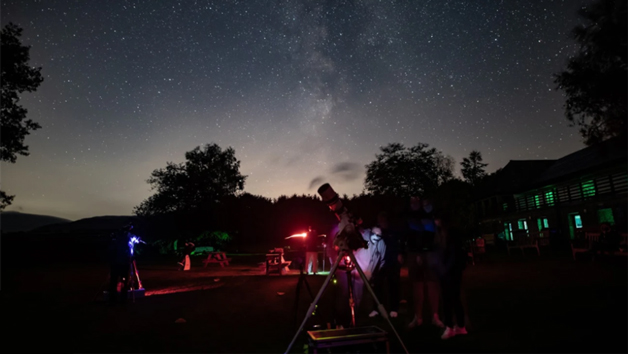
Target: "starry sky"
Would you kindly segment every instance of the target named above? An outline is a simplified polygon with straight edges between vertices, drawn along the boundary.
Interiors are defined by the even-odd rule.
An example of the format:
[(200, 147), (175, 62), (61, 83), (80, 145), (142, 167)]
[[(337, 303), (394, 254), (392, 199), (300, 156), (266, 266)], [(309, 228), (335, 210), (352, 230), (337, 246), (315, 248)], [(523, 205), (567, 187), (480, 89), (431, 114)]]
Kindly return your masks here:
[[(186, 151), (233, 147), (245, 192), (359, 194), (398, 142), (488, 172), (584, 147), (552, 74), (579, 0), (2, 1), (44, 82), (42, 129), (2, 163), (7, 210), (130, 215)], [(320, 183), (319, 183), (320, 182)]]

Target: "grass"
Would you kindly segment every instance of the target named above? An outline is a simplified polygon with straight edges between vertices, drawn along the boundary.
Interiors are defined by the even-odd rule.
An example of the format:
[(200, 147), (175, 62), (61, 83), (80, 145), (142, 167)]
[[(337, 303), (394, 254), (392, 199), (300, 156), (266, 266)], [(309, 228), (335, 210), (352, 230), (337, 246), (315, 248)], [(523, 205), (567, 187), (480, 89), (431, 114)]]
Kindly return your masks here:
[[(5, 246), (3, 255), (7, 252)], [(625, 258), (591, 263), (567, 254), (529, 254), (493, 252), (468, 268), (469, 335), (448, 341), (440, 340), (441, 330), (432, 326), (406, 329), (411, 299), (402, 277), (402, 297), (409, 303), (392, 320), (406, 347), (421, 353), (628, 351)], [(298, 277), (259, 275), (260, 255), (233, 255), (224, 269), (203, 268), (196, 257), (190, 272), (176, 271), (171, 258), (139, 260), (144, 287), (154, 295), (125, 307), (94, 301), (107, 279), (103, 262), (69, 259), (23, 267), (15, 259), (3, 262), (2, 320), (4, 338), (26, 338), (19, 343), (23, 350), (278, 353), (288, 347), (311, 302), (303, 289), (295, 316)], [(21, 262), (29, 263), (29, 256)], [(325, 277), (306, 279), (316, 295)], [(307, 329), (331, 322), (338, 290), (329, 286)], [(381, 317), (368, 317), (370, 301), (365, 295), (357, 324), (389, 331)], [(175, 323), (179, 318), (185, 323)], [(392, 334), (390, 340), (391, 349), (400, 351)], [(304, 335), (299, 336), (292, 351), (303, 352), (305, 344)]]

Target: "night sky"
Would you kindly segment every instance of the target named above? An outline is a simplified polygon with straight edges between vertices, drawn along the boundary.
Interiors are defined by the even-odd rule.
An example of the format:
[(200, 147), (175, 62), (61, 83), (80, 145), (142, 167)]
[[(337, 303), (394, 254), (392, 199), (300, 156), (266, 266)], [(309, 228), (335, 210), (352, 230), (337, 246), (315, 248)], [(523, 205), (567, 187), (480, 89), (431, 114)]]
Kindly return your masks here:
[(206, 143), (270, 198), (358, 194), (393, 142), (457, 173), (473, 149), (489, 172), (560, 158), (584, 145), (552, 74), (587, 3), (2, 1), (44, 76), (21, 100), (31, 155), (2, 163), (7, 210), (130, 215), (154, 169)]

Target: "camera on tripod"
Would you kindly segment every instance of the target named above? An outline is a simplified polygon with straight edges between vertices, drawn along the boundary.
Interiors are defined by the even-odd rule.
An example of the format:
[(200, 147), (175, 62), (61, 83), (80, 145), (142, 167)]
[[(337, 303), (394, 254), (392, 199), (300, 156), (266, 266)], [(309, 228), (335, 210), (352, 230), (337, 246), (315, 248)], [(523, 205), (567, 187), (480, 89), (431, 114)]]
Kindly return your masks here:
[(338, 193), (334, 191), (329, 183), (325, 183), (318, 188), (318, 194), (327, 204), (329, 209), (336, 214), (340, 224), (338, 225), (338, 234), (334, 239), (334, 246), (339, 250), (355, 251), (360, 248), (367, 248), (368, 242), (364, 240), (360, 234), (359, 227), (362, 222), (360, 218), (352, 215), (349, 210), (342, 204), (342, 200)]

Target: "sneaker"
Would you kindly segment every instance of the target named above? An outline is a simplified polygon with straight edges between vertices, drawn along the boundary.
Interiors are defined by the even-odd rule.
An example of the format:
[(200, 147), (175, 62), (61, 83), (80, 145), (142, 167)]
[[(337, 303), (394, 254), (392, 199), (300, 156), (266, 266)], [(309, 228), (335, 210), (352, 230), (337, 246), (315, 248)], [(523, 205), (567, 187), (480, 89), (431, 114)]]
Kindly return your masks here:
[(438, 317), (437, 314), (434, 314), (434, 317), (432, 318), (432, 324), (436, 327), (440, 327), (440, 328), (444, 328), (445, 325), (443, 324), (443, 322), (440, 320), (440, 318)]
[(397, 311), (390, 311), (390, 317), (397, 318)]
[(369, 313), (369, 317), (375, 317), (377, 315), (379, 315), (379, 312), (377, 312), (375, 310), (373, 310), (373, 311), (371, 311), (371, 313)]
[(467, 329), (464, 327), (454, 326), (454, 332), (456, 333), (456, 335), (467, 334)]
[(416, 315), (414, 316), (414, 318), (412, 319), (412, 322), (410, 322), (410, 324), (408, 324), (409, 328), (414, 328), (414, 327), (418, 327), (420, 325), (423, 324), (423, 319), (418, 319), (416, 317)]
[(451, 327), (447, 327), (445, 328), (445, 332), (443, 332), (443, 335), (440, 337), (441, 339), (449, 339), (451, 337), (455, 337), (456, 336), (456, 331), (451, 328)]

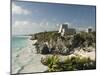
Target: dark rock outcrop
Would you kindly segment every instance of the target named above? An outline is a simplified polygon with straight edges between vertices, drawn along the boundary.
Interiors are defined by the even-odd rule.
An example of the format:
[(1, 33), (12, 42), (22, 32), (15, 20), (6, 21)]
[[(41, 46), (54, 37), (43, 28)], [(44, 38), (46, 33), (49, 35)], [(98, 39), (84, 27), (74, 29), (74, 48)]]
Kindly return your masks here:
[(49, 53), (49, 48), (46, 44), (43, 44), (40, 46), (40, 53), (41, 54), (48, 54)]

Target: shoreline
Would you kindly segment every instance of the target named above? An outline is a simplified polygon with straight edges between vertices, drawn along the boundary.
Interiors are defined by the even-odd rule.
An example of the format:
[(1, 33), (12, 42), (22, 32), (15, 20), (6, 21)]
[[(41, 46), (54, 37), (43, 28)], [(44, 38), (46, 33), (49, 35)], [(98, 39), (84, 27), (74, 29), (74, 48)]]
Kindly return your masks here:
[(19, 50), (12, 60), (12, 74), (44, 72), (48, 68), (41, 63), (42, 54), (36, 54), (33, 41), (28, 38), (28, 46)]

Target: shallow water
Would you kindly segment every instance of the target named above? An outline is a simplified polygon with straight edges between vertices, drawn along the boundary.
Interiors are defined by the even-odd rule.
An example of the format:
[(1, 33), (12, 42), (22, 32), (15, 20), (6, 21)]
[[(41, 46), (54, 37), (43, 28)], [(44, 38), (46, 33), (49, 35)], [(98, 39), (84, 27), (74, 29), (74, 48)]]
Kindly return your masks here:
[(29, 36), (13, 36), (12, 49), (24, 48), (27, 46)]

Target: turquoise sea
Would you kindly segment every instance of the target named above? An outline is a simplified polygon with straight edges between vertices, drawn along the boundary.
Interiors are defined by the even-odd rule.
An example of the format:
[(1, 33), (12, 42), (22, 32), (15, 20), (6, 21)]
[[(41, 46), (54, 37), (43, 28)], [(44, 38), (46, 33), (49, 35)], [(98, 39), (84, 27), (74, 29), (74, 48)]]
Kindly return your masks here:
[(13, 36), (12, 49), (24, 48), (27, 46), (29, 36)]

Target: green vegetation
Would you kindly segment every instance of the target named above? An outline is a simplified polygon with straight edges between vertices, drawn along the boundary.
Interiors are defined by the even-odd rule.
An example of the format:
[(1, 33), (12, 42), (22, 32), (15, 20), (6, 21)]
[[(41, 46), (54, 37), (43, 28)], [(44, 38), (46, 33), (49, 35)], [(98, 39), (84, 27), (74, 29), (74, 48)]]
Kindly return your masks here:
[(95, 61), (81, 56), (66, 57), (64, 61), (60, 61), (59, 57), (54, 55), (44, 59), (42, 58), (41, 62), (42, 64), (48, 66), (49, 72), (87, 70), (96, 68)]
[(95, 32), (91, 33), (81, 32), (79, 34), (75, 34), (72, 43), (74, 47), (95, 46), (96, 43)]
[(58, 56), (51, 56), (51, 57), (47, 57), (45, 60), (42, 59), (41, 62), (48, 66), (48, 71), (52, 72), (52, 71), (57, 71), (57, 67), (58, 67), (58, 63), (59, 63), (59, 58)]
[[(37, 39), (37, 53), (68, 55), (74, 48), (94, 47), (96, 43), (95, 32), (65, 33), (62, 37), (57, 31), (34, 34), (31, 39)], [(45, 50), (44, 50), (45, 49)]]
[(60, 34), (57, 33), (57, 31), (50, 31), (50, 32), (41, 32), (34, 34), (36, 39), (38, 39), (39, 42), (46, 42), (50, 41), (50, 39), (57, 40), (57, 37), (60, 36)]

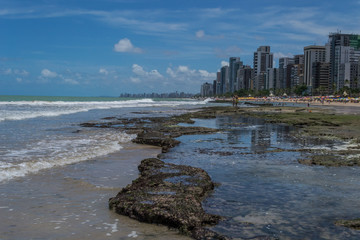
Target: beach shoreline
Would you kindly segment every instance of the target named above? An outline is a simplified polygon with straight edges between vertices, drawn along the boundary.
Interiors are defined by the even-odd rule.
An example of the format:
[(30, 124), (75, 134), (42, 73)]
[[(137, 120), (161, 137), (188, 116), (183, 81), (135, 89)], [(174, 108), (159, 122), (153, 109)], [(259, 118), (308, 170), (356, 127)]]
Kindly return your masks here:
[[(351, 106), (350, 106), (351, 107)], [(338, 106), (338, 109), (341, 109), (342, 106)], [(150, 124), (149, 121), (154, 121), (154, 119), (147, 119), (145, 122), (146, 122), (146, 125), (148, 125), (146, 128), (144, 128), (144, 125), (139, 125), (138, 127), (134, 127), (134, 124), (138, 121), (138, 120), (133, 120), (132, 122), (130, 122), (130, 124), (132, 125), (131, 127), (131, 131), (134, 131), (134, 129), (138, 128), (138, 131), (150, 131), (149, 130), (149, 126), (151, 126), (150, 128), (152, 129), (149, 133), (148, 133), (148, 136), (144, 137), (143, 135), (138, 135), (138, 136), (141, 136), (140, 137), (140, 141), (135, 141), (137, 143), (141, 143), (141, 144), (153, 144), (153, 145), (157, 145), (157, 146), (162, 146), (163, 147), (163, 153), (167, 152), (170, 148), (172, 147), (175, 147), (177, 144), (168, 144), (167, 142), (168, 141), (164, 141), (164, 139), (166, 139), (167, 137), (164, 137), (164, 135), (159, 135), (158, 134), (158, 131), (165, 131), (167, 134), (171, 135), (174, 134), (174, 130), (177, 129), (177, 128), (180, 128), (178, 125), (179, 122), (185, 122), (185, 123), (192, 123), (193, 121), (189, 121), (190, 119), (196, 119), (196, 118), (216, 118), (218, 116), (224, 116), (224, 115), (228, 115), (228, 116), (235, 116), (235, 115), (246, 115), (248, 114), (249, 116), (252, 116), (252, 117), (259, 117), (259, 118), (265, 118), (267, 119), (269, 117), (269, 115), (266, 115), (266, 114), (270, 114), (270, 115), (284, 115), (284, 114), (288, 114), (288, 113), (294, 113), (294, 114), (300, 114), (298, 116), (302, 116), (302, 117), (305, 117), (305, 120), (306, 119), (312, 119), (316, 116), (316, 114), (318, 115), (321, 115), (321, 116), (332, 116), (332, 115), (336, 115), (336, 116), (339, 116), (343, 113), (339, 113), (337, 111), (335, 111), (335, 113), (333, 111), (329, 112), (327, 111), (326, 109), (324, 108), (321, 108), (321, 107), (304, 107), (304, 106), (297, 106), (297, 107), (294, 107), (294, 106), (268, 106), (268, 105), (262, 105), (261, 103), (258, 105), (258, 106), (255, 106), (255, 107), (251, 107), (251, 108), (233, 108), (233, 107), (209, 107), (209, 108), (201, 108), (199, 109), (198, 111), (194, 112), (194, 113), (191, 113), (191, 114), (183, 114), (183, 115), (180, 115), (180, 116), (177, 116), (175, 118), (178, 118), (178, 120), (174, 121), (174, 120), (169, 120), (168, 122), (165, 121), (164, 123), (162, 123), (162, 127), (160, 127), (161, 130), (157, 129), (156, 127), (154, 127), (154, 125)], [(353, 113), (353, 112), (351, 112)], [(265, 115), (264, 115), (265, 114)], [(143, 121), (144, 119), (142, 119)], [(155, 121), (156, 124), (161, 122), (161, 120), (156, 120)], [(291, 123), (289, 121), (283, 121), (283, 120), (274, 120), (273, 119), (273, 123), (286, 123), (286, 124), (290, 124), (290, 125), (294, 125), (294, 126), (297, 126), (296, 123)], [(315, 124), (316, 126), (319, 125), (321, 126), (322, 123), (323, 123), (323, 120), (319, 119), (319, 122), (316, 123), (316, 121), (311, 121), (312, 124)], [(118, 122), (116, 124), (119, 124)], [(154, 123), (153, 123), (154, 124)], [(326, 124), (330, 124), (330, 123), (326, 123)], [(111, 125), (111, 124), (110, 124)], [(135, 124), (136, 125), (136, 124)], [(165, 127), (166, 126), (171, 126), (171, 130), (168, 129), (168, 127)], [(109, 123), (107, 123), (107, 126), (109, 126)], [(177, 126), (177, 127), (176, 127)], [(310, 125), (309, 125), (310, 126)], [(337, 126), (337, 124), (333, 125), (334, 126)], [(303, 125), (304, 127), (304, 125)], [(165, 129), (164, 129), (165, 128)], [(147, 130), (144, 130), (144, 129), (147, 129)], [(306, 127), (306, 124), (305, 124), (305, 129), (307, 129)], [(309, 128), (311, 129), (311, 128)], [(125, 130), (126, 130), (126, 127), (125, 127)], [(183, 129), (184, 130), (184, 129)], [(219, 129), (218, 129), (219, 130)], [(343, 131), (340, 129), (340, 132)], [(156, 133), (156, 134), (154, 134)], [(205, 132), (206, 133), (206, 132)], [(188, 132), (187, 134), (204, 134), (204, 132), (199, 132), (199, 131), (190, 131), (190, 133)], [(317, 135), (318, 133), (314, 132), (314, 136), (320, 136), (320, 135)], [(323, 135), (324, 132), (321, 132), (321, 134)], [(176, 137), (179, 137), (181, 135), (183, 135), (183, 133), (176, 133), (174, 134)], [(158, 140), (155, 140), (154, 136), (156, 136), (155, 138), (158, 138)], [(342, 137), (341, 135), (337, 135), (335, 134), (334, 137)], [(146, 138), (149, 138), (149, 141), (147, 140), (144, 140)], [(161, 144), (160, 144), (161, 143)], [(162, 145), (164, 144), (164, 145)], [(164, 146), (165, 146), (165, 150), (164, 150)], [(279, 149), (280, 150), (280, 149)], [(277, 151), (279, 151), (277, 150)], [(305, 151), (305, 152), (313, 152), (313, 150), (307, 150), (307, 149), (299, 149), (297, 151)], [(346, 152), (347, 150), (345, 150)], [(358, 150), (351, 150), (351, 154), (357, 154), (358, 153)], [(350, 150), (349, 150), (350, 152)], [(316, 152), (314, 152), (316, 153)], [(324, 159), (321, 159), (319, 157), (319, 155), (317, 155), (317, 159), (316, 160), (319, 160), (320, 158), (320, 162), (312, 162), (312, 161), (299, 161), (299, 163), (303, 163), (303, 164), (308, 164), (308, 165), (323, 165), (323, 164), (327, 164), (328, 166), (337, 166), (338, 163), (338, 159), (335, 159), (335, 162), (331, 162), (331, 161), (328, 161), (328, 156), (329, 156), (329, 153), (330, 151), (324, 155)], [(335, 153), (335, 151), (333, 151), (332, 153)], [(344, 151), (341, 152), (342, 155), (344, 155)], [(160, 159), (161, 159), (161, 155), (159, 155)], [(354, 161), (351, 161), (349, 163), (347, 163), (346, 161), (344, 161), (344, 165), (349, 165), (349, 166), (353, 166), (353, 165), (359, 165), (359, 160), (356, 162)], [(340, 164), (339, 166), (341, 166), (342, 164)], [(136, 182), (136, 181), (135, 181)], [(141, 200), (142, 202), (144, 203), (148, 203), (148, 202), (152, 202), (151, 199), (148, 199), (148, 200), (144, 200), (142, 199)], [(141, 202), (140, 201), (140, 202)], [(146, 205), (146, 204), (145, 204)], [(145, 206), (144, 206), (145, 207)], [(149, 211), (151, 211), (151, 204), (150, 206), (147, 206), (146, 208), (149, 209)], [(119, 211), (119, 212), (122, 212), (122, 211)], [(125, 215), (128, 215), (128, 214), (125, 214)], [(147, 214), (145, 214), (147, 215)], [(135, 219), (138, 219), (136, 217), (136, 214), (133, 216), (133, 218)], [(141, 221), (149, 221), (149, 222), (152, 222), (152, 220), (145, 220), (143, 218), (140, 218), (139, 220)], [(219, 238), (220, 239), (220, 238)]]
+-------+
Scan the entries above and copy each line where "shoreline" occurs.

Target: shoreline
Target: beach shoreline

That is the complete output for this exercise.